Given request 1:
In the pandas guide below, why are dropna(), fillna(), and interpolate() needed for time series work? Answer in one to three sentences.
Given request 2:
Show every line in the entries below that contains the word "helmet", matching case exactly.

Passage to read:

┄┄┄┄┄┄┄┄┄┄┄┄┄┄┄┄┄┄┄┄

A Brief Guide to Pandas for Time-Series Data Analysis

Quarterly Average Electricity Production from 1985 to 2018

Brief Guide To Pandas For Time Series Analysys

A series of data is taken in a timely manner. For example total sales at a showroom every day, daily billing data for a service like Apple Music, hourly readings of a telemetry device, and so on.

Pandas is a powerful Python library that provides various functionalities for time series analysis. Here are some key features and techniques in pandas that you can use for time series analysis:

Loading and Manipulating Time Series Data: Pandas provides convenient tools for reading time series data from various formats (CSV, Excel, SQL databases, etc.) and transforming it into a pandas DataFrame with a datetime index. You can use functions like read_csv(), read_excel(), and read_sql() to load the data. Once the data is loaded, you can manipulate it using pandas’ indexing, slicing, filtering, and resampling capabilities.

import pandas as pd

# Load time series data
data = pd.read_csv('data.csv')

# Convert a column to datetime index
data['datetime_column'] = pd.to_datetime(data['datetime_column'])
data.set_index('datetime_column', inplace=True)

# Accessing and slicing time series data
subset = data['start_date':'end_date']

Handling Missing Values: Time series data often contains missing values that need to be handled before analysis. Pandas provides functions like dropna(), fillna(), and interpolate() to handle missing data by dropping the rows, filling with specific values, or interpolating based on neighboring values.

┄┄┄┄┄┄┄┄┄┄┄┄┄┄┄┄┄┄┄┄

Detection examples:
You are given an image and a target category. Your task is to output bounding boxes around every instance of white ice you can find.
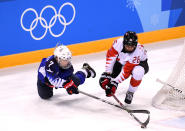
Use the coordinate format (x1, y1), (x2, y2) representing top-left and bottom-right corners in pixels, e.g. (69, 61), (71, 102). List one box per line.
(0, 38), (185, 131)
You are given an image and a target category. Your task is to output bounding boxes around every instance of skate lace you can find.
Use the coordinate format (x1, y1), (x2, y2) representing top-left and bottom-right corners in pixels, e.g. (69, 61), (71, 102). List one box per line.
(127, 92), (133, 101)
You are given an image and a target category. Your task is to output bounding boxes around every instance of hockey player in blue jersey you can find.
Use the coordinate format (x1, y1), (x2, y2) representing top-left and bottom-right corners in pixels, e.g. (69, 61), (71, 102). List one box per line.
(37, 45), (96, 99)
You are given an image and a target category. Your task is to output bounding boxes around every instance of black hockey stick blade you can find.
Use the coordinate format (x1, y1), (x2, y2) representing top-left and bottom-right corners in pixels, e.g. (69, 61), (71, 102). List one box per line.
(78, 90), (150, 128)
(113, 95), (150, 128)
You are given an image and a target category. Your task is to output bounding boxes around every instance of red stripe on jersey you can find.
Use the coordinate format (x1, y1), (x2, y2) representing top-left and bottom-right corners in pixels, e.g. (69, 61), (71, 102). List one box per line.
(106, 58), (112, 61)
(107, 46), (118, 58)
(130, 77), (141, 87)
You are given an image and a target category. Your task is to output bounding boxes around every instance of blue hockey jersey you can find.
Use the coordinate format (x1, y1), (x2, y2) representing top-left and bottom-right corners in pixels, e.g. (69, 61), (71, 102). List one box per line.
(38, 55), (74, 88)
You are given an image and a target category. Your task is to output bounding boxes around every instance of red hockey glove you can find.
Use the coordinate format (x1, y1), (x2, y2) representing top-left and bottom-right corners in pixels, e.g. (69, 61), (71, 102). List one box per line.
(63, 79), (79, 95)
(105, 81), (118, 97)
(99, 72), (111, 90)
(123, 61), (138, 79)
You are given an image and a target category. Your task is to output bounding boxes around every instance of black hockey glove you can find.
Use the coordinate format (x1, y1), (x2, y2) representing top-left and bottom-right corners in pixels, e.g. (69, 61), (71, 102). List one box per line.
(63, 75), (80, 95)
(105, 81), (118, 97)
(63, 80), (79, 95)
(99, 72), (111, 90)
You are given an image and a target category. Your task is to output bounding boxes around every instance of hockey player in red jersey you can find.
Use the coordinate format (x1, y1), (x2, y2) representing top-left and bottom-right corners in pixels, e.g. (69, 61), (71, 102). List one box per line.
(99, 31), (149, 104)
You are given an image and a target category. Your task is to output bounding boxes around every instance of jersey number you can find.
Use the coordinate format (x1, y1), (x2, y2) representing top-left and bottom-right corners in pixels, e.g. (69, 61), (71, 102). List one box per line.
(132, 56), (140, 63)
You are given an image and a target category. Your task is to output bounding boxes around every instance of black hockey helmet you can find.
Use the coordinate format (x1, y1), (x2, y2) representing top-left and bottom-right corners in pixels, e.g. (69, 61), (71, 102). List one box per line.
(123, 31), (137, 46)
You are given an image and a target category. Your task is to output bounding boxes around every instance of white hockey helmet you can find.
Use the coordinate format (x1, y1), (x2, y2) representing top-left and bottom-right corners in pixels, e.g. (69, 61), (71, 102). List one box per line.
(54, 45), (72, 69)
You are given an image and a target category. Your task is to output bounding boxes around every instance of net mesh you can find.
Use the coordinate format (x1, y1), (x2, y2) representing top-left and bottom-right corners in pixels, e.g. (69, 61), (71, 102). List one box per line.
(152, 42), (185, 111)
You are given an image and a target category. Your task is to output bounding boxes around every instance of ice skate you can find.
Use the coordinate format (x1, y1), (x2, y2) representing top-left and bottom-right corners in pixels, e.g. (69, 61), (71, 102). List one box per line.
(82, 63), (96, 78)
(125, 91), (134, 104)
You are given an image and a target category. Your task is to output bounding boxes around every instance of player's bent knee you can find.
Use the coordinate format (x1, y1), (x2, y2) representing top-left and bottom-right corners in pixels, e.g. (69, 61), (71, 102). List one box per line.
(132, 66), (145, 80)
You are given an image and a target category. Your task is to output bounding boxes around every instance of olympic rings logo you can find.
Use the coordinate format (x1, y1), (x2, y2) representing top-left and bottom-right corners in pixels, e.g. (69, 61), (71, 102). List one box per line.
(20, 2), (76, 40)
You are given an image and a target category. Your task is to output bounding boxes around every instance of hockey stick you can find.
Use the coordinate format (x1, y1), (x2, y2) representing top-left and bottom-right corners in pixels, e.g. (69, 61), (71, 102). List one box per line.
(156, 78), (182, 93)
(78, 90), (150, 128)
(112, 94), (150, 128)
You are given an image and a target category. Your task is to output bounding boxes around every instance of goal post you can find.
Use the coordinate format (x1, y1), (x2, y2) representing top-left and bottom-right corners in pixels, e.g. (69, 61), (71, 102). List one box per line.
(152, 41), (185, 111)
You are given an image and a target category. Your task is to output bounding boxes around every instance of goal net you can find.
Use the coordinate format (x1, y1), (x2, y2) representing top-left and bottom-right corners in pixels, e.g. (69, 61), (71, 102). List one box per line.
(152, 41), (185, 111)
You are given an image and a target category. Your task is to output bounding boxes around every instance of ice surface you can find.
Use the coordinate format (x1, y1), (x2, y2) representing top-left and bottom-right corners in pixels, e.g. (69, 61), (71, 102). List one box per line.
(0, 38), (185, 131)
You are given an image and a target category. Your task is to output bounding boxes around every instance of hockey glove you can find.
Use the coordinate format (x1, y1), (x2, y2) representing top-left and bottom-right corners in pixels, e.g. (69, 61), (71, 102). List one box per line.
(99, 72), (111, 90)
(105, 81), (118, 97)
(63, 79), (79, 95)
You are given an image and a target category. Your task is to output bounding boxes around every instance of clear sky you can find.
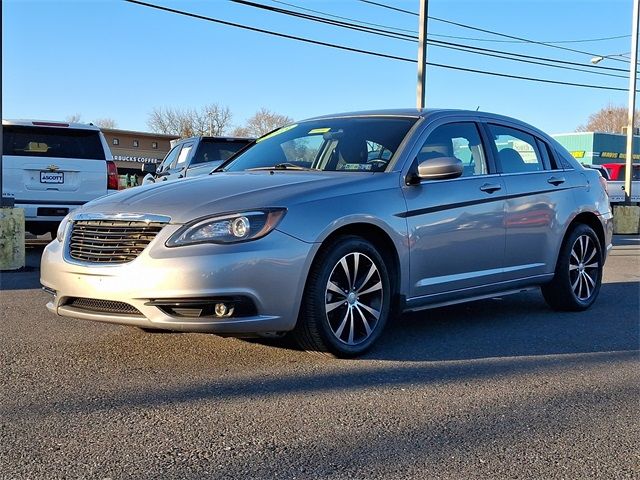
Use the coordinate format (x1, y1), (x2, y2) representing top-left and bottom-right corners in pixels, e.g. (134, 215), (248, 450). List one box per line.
(2, 0), (632, 133)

┄┄┄┄┄┄┄┄┄┄┄┄┄┄┄┄┄┄┄┄

Exercise response 1:
Time series data often contains missing values, and these must be handled before analysis. Pandas supplies dropna(), fillna(), and interpolate() to deal with them by dropping the rows, filling in specific values, or interpolating from neighboring values.

Exercise response 2:
You are given an image and a target category. Your task is to output bounding boxes around every instance of black hockey helmet you can find.
You are given an image and a target category. Your task is to output bounding boxes around every instance of white hockey helmet you can find.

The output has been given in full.